**Task statement**
Please pick out and copy every line in the entries below that contains the word "building".

(Excerpts from a point labeling dataset)
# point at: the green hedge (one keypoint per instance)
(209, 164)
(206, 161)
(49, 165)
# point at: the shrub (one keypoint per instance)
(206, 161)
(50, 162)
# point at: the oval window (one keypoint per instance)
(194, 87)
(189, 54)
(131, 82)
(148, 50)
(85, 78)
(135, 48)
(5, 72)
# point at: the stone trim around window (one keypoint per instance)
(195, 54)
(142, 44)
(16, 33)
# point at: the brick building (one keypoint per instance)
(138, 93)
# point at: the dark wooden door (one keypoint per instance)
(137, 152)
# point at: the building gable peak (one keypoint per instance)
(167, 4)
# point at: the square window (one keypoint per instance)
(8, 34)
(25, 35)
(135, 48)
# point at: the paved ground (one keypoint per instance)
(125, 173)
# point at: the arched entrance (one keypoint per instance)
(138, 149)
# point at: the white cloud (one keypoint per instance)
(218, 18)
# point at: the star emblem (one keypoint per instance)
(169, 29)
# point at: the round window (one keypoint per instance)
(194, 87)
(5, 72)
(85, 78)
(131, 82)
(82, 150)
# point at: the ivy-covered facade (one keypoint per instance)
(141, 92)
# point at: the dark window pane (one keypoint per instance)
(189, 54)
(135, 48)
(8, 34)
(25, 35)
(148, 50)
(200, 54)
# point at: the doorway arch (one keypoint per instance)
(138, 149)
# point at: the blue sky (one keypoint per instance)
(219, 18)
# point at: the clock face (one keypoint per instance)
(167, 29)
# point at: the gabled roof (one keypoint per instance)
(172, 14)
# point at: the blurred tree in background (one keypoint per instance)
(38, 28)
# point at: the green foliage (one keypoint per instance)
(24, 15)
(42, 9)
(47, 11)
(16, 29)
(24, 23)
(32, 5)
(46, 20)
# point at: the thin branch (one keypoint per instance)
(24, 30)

* * *

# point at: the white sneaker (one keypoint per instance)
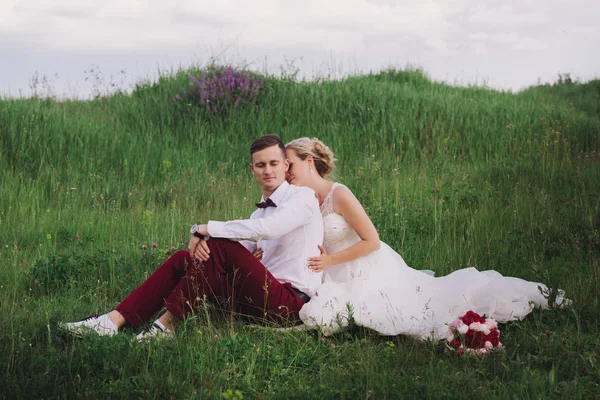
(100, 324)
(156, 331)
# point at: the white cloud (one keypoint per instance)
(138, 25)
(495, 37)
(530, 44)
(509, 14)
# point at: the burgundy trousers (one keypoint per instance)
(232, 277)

**Written solution**
# point at: the brick building (one keypoint per instance)
# point at: the building gable peak (one keypoint per instance)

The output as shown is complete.